Segment Start: PASSAGE FOR REVIEW

6 Secrets To A Good Night’s Sleep

If you’re tired of feeling tired, here are some simple tips to help you achieve better sleep

We all have trouble sleeping from time to time, but when restless nights persist, it can become a real problem. Studies have shown that inadequate sleep can have serious effects on our physical, mental, and emotional health, like increasing our propensity for obesity, heart disease, and Type 2 diabetes, as well as making us tired, moody, and unable to concentrate on daily tasks. “Think of your body as a computer,” says Dr. Rhalf Jayson Guanco, a psychologist and faculty member of the psychology department of the Adventist University of the Philippines. “Walking around in a sleep-deprived state is like working on a computer with a fragmented hard drive. You are not getting all the performance from that computer that you could.” 

Experts say adults need to sleep between seven to nine hours per stretch so that the body can repair and recharge itself for the next day. And when we are fully rested, we enjoy benefits such as improved memory and concentration, enhanced creativity, better decision-making skills, a more positive mood and mindset, and a healthier immune system.

Segment End: PASSAGE FOR REVIEW
Segment Start: SUPPLIED INFORMATION

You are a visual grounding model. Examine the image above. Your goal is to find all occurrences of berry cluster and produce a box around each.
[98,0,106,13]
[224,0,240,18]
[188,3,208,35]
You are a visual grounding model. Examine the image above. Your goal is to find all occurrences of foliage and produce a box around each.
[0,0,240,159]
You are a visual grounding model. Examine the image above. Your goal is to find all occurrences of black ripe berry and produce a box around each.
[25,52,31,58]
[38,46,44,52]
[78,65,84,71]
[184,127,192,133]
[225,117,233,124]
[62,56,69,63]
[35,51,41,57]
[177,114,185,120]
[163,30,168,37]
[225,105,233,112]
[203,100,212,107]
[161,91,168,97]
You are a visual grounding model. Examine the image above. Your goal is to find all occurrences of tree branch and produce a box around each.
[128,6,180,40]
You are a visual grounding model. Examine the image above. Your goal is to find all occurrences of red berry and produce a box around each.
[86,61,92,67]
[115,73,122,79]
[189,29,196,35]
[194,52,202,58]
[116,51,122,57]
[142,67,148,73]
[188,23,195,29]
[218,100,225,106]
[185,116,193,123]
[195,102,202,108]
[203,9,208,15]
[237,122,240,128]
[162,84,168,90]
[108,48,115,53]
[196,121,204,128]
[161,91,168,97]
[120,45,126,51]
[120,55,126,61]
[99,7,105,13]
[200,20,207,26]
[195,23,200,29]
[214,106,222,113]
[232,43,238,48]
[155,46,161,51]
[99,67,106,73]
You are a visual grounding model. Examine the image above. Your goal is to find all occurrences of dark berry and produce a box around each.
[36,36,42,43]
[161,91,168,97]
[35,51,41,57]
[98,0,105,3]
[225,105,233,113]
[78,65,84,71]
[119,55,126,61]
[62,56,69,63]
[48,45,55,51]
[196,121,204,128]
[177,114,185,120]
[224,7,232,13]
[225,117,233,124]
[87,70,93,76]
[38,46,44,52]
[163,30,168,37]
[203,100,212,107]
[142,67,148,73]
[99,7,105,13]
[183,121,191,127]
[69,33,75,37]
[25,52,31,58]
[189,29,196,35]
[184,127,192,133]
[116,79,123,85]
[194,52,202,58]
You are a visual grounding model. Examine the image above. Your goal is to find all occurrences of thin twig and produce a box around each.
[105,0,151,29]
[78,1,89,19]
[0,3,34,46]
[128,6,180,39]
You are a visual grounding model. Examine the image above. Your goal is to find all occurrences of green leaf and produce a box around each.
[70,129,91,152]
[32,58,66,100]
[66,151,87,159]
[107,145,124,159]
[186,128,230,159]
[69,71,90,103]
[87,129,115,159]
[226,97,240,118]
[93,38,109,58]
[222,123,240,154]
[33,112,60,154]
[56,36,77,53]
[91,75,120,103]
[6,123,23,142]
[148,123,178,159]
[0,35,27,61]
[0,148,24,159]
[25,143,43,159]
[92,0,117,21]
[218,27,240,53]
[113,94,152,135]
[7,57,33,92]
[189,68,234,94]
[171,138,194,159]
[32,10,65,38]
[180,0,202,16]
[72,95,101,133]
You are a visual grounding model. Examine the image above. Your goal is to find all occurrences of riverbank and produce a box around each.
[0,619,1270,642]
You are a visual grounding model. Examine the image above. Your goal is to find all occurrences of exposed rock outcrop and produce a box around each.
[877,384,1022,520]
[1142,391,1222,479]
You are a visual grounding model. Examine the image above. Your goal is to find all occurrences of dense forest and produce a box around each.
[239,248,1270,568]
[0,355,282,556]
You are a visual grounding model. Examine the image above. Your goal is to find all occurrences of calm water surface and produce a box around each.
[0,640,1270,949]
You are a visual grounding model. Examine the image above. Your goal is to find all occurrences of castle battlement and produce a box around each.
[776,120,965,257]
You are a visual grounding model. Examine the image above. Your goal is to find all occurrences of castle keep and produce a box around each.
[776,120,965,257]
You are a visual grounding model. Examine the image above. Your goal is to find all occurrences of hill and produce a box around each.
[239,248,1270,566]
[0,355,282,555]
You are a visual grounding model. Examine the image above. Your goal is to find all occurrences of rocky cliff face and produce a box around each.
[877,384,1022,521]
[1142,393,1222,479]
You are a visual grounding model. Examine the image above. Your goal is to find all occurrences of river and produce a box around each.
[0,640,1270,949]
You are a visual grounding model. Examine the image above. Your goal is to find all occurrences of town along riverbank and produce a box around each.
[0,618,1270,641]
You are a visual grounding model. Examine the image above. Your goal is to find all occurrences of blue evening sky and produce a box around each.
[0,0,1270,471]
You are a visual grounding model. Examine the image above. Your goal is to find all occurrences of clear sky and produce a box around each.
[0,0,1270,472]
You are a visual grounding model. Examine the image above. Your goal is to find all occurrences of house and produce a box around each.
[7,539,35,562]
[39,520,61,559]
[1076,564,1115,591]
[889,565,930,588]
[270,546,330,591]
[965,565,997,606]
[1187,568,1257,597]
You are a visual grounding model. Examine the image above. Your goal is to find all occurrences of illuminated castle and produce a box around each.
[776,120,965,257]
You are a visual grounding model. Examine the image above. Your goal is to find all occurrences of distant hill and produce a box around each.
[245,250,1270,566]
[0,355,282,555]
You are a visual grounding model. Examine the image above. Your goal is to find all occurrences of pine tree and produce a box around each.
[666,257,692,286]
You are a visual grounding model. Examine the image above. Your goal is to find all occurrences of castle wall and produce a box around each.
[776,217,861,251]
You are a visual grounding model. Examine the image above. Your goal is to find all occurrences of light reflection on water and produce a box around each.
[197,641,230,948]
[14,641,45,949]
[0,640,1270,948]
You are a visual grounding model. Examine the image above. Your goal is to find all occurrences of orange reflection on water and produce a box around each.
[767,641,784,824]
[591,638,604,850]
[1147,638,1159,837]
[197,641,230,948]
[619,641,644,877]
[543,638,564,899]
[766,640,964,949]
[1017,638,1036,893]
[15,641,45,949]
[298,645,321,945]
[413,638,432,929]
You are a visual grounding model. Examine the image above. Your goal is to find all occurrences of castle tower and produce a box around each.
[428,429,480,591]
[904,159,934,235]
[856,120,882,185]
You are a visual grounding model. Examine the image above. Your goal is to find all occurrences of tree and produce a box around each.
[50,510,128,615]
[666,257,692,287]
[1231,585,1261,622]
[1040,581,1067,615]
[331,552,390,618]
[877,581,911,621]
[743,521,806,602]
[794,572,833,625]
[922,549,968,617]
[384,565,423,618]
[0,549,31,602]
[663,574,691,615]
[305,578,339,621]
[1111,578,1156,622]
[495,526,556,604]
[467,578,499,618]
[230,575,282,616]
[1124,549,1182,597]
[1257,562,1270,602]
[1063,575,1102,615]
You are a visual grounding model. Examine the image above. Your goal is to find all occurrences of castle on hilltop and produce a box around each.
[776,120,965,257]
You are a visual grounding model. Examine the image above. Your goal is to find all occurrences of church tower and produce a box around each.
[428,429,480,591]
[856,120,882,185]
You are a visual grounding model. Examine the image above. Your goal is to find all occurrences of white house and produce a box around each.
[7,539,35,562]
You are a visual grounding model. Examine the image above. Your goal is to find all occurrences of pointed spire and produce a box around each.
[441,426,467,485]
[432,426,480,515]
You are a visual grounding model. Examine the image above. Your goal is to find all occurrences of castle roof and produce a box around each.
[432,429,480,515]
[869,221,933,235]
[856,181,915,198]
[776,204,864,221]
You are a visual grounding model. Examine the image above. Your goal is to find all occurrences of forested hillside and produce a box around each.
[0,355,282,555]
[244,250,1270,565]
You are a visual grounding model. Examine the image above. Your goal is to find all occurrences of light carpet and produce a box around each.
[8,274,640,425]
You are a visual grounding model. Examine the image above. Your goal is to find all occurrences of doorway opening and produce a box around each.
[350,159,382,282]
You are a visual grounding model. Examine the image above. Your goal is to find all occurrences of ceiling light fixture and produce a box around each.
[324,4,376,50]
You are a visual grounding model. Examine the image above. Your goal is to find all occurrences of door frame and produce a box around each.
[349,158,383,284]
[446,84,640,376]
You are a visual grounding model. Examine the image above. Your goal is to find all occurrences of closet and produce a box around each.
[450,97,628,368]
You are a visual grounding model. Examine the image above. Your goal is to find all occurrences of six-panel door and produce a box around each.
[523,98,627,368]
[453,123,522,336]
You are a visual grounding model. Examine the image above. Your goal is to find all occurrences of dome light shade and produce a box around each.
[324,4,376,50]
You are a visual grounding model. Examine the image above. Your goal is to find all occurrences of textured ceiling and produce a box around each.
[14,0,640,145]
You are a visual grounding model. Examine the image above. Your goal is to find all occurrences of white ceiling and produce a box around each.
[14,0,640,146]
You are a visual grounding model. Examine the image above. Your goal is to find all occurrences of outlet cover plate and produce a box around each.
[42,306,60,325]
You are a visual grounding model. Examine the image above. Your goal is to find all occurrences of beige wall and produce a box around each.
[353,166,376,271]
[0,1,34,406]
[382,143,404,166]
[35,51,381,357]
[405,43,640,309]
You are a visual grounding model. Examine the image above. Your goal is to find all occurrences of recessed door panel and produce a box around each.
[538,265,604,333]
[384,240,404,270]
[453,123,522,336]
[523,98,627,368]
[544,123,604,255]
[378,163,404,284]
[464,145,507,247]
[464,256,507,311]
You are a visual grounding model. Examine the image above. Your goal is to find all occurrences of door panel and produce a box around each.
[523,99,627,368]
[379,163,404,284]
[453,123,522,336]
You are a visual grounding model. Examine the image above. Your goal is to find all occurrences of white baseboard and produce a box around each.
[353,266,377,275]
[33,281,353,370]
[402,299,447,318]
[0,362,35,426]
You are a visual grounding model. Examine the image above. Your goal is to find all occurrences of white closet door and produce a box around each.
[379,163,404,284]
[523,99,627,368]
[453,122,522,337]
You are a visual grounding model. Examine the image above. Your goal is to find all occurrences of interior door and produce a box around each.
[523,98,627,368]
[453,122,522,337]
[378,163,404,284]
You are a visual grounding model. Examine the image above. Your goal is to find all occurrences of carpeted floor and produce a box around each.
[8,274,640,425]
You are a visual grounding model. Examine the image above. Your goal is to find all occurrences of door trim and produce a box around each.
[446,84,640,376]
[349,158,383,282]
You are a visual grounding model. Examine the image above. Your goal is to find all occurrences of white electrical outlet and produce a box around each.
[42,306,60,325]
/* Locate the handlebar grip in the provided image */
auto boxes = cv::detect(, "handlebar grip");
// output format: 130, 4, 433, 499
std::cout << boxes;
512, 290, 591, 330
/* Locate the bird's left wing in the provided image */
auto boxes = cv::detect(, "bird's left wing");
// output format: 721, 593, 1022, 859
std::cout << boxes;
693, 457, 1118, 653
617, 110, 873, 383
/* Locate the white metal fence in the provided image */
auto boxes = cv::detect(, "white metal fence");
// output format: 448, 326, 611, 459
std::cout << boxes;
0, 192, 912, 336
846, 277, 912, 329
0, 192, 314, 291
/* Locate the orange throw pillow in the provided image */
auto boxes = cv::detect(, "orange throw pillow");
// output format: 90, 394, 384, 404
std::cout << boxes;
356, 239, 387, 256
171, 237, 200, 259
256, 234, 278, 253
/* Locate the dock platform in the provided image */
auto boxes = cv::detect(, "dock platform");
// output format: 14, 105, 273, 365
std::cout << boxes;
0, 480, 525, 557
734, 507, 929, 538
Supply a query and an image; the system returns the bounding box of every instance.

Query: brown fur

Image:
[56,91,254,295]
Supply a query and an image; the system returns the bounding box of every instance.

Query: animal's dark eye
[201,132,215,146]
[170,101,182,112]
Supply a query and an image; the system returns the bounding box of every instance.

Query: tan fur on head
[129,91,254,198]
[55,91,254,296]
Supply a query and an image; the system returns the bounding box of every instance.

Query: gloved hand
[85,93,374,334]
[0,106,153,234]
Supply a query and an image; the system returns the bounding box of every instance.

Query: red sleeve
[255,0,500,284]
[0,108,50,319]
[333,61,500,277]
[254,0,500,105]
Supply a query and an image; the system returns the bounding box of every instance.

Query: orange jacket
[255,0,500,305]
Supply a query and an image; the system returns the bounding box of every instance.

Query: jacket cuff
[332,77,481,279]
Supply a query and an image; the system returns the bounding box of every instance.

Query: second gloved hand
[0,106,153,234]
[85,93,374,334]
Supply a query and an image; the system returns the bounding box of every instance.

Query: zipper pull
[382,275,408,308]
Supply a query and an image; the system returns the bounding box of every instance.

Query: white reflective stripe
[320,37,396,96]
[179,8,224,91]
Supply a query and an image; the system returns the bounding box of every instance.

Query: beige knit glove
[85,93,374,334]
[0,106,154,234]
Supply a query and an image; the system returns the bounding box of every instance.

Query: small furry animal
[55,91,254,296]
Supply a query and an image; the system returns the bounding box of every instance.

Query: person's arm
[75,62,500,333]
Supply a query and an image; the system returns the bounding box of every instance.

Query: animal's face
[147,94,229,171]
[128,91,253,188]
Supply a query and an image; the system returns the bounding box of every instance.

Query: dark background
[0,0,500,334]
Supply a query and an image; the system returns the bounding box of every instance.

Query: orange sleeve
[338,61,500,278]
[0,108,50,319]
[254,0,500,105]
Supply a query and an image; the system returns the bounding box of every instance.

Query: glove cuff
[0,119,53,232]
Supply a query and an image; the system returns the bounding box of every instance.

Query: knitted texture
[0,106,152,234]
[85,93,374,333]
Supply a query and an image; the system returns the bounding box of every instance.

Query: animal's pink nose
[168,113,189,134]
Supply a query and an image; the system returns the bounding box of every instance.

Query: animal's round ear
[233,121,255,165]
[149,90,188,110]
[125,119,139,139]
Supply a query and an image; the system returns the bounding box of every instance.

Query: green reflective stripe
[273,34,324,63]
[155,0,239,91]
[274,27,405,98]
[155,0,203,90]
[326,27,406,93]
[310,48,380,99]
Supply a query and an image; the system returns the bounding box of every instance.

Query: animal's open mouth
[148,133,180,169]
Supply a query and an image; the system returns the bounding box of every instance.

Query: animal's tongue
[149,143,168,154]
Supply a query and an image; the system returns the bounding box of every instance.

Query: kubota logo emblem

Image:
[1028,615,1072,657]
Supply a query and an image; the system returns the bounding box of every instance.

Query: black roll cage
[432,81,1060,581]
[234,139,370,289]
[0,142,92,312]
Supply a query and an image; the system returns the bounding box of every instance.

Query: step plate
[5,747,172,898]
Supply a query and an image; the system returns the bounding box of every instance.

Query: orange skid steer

Segment End: SUPPLIED INFORMATION

EXERCISE OBJECTIVE :: Reproduce the article above on getting a good night's sleep word for word, from its title through its final sentence.

ANSWER AREA ::
6 Secrets To A Good Night’s Sleep

If you’re tired of feeling tired, here are some simple tips to help you achieve better sleep

We all have trouble sleeping from time to time, but when restless nights persist, it can become a real problem. Studies have shown that inadequate sleep can have serious effects on our physical, mental, and emotional health, like increasing our propensity for obesity, heart disease, and Type 2 diabetes, as well as making us tired, moody, and unable to concentrate on daily tasks. “Think of your body as a computer,” says Dr. Rhalf Jayson Guanco, a psychologist and faculty member of the psychology department of the Adventist University of the Philippines. “Walking around in a sleep-deprived state is like working on a computer with a fragmented hard drive. You are not getting all the performance from that computer that you could.” 

Experts say adults need to sleep between seven to nine hours per stretch so that the body can repair and recharge itself for the next day. And when we are fully rested, we enjoy benefits such as improved memory and concentration, enhanced creativity, better decision-making skills, a more positive mood and mindset, and a healthier immune system.